*** The input
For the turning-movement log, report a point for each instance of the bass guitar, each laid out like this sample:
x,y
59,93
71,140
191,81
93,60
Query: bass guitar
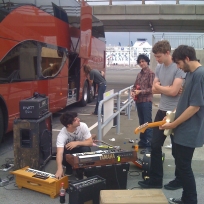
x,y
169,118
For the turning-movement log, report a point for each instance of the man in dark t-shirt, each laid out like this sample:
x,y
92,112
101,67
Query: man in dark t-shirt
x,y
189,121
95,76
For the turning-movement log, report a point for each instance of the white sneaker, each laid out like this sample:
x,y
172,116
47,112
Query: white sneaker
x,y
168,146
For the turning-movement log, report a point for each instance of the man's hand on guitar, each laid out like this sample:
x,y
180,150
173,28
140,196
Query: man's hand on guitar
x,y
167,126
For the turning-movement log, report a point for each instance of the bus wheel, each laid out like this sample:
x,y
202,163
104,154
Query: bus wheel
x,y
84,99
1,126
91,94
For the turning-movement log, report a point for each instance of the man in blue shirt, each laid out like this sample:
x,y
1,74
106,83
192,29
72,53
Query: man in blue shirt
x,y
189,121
******
*** The input
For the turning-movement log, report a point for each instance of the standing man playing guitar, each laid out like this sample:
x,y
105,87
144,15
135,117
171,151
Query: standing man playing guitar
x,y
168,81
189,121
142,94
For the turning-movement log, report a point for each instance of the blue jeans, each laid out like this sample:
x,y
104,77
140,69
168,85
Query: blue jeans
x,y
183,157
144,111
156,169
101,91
******
_What to produce_
Those lines of the records that contain the string "each" should be identified and copied.

_Exercise result_
For the turning-movement log, report a point for each instance of the bass guitar, each laid out like this sample:
For the turning-movement log, report a point for each instance of the man in dark t-shirt, each laid out like this sample:
For the turning-movement log, report a point for each instance of the white sneaker, each laid out like this sample:
For the turning-movement log, report a point for each instance of the man's hand on guitar, each laid out like this sample:
For the turning-movement log, report a point for each instance of the bus wheel, each laid out like this sample:
For the turning-movement log, report a point for each instance of the man in blue shirt, each laid out like this sample:
For the turning-movement log, report a point for each instance of the standing man playing guitar, each laid out like this sample:
For the turning-movement log, report a point for each instance of the blue jeans, each laid out like this sample:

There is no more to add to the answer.